# [Problem to work on]
Reproduce the data exactly.

(Items from a data source)
————————
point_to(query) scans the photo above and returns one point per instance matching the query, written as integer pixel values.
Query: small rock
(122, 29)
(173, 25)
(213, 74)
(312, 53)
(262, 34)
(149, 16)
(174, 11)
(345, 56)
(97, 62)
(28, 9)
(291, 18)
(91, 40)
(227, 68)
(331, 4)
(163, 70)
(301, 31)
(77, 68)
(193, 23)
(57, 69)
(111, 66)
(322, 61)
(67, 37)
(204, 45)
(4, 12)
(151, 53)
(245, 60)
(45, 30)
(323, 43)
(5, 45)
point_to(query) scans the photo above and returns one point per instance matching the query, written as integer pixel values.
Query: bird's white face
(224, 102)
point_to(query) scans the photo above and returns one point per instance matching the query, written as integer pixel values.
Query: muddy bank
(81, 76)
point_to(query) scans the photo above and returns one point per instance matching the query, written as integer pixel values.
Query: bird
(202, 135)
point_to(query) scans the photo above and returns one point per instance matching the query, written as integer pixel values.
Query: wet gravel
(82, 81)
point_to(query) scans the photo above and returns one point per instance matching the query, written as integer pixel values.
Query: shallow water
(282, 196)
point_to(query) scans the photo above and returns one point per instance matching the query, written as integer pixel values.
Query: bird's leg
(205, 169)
————————
# [Answer to the task]
point_to(query) scans the photo above and returns one point per instance matching the query, written as integer pixel values.
Query: small rock
(122, 29)
(173, 25)
(213, 74)
(312, 53)
(262, 34)
(149, 16)
(174, 11)
(345, 56)
(97, 62)
(28, 9)
(291, 18)
(91, 40)
(227, 68)
(331, 4)
(163, 70)
(301, 31)
(77, 68)
(193, 23)
(57, 69)
(111, 66)
(322, 61)
(67, 37)
(204, 45)
(4, 12)
(151, 53)
(245, 60)
(45, 30)
(323, 43)
(5, 45)
point_to(query) scans the photo above and returns one point per instance matching the query, written as integer pixel values.
Query: bird's white face
(224, 102)
point_to(query) scans the photo above and returns one point per instance matching the query, written as integer pixel values.
Query: muddy bank
(81, 76)
point_to(query) scans the photo above and returns one point per instance matching the query, written as integer pixel values.
Query: bird
(202, 135)
point_to(query) scans the photo above and returns one point per instance matching the query, written as integer pixel values.
Query: wet gravel
(82, 81)
point_to(query) scans the photo above and returns one point per instance matching the query, written as integer pixel values.
Query: shallow water
(282, 196)
point_to(query) scans the photo above and returns one point per instance matching the query, written as integer pixel values.
Query: bird's leg
(205, 169)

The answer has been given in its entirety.